Task instructions
Could you give the records below again exactly, without the pictures?

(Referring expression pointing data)
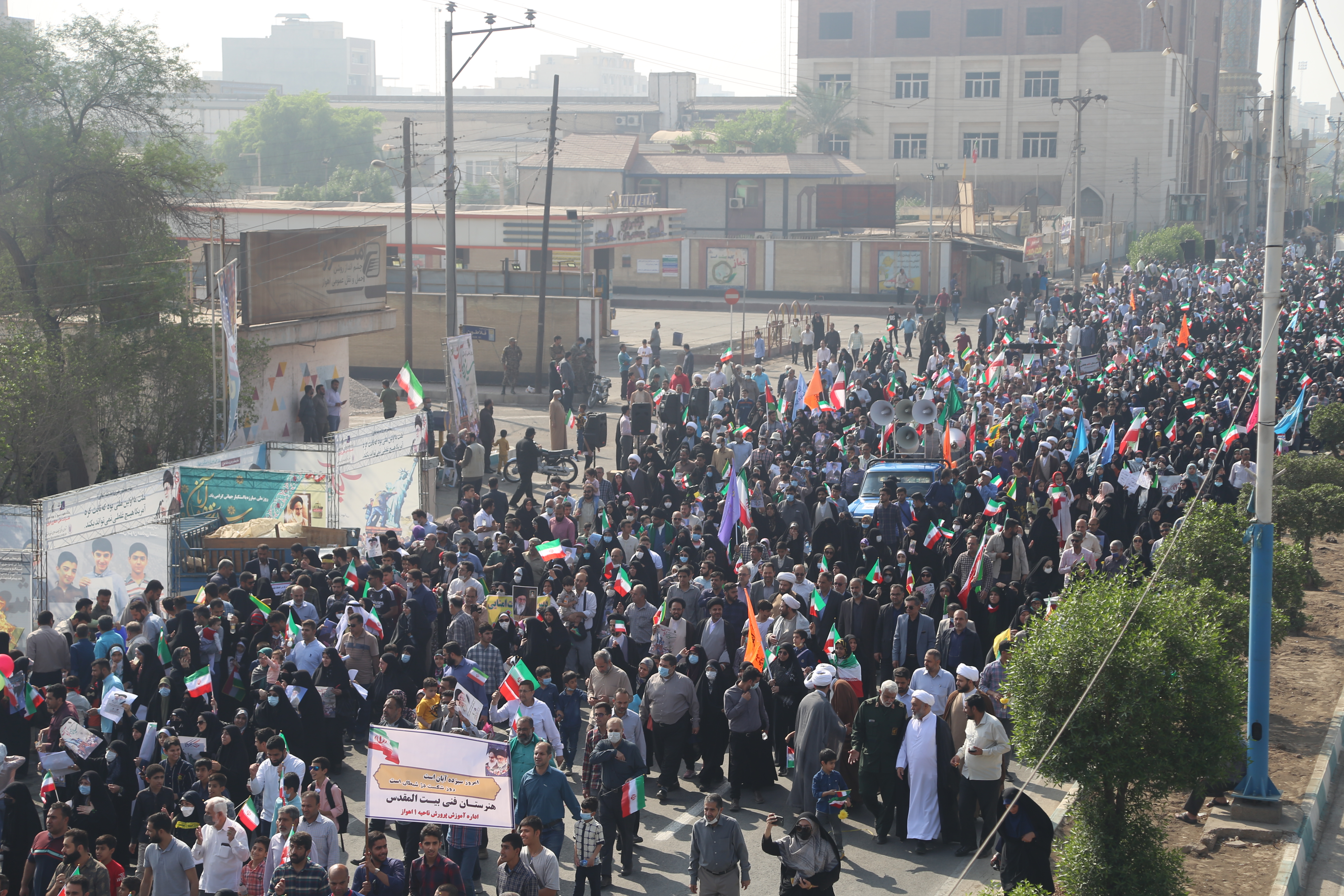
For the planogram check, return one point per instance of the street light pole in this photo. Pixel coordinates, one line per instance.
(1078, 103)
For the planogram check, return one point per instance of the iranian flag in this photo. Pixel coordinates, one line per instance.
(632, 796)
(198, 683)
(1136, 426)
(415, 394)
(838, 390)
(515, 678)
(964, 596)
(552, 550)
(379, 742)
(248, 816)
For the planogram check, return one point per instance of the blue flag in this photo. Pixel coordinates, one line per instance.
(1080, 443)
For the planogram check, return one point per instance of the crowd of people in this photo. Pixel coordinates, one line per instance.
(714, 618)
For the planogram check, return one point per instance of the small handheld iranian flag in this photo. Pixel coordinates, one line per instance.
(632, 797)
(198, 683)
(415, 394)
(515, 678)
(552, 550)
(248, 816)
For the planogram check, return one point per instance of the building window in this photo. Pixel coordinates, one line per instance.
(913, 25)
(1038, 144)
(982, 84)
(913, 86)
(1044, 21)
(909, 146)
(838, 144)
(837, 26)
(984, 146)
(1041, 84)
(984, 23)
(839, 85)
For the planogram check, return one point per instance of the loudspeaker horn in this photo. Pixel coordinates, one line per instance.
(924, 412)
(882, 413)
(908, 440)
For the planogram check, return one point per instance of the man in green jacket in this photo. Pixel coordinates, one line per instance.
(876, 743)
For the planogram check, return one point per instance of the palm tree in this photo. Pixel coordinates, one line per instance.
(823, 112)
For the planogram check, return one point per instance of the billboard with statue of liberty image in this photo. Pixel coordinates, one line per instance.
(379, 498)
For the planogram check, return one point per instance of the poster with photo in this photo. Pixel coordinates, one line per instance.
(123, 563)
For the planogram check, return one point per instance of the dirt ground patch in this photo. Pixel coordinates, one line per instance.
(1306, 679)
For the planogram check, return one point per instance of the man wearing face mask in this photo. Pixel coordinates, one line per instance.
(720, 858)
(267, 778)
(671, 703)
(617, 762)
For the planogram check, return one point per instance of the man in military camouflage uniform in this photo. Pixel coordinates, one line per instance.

The completed task
For the planogram check, return one point per instance of the street light pole in this photo. Pixel coordinates, one line per instance.
(1078, 103)
For the planogram check, return one point per instance of the iranian flag in this photo. Pixel coordinates, one line per instance.
(632, 796)
(198, 683)
(1136, 426)
(415, 394)
(838, 390)
(515, 678)
(964, 596)
(552, 550)
(379, 742)
(248, 816)
For the planogram check, return one point per instance of the blue flag in this photo. Pixel coordinates, one line per instance.
(1080, 443)
For the planogram check, return one point per instance of the crowd of people in this photo. Pixel coordinates, one line per instance.
(714, 618)
For the planogram check, return one point per instance of the small handheld iranian flag in this photo. Pixel coordinates, one line per instance.
(632, 797)
(198, 683)
(415, 394)
(515, 678)
(552, 550)
(248, 816)
For the planogram check, return one point per instance of the building window in this photo. Pixel coordinates, one line per instance.
(913, 25)
(1038, 144)
(982, 84)
(913, 86)
(1044, 21)
(909, 146)
(838, 144)
(837, 26)
(984, 146)
(1041, 84)
(984, 23)
(839, 85)
For the planogram check, return one point per instance of the loudspeaker horn in this photo. Pixel coordinates, one line per instance.
(924, 412)
(882, 413)
(908, 440)
For the planogram check, return one point per instance of the man in green jacket in this photo. Pixel coordinates, one line per instance.
(876, 743)
For the planogram check, return one point per instance of the palm tree in this photo. Pixel coordinates, one line per instance.
(823, 112)
For the planogram check, return one point per instance of the billboard with statue of liberty image in this photo. Pixel coordinates, one line per instance.
(379, 498)
For the planogram check, return one point per instance of the poster with photo in this photo. Pixel coordinates, one line per instance.
(123, 563)
For the planogram check, return one point per instance of the dirt ground patch in this photo. Pixel coordinates, one line per instance.
(1306, 679)
For the planogram check, return one point per instance of the man wearing face mask in this photo. Pixel coordinates, one line per instance.
(720, 858)
(267, 778)
(671, 703)
(617, 762)
For the planogram check, return one point per instance of the man in military camouflage uniform in this photo. Pixel coordinates, one line per instance.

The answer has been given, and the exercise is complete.